__DIRECTIVE__. Return the data below as a JSON list of strings, one string per line, leaving out any blank lines.

__RECORD EXTRACTS__.
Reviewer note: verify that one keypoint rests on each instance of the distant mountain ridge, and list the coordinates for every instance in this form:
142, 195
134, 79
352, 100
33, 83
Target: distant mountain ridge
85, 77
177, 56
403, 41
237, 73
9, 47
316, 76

__RIGHT ANSWER__.
[
  "Reviewer note: verify that one keypoint rests on each instance of the distant mountain ridge, and list the coordinates for every instance in this form:",
  "142, 195",
  "134, 79",
  "352, 100",
  "33, 83",
  "Target: distant mountain ridge",
  "85, 77",
  "177, 56",
  "403, 41",
  "237, 73",
  "9, 47",
  "316, 76"
]